**LISTED RECORDS**
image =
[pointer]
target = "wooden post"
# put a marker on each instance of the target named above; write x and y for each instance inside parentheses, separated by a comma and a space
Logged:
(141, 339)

**WORK TASK**
Whenever the word "target" appears in a line of the listing, copy out that line.

**RESULT**
target = "wooden post"
# put a marker on each instance of the target named above; write x and y for each instance inside parentheses, separated by a comma and a space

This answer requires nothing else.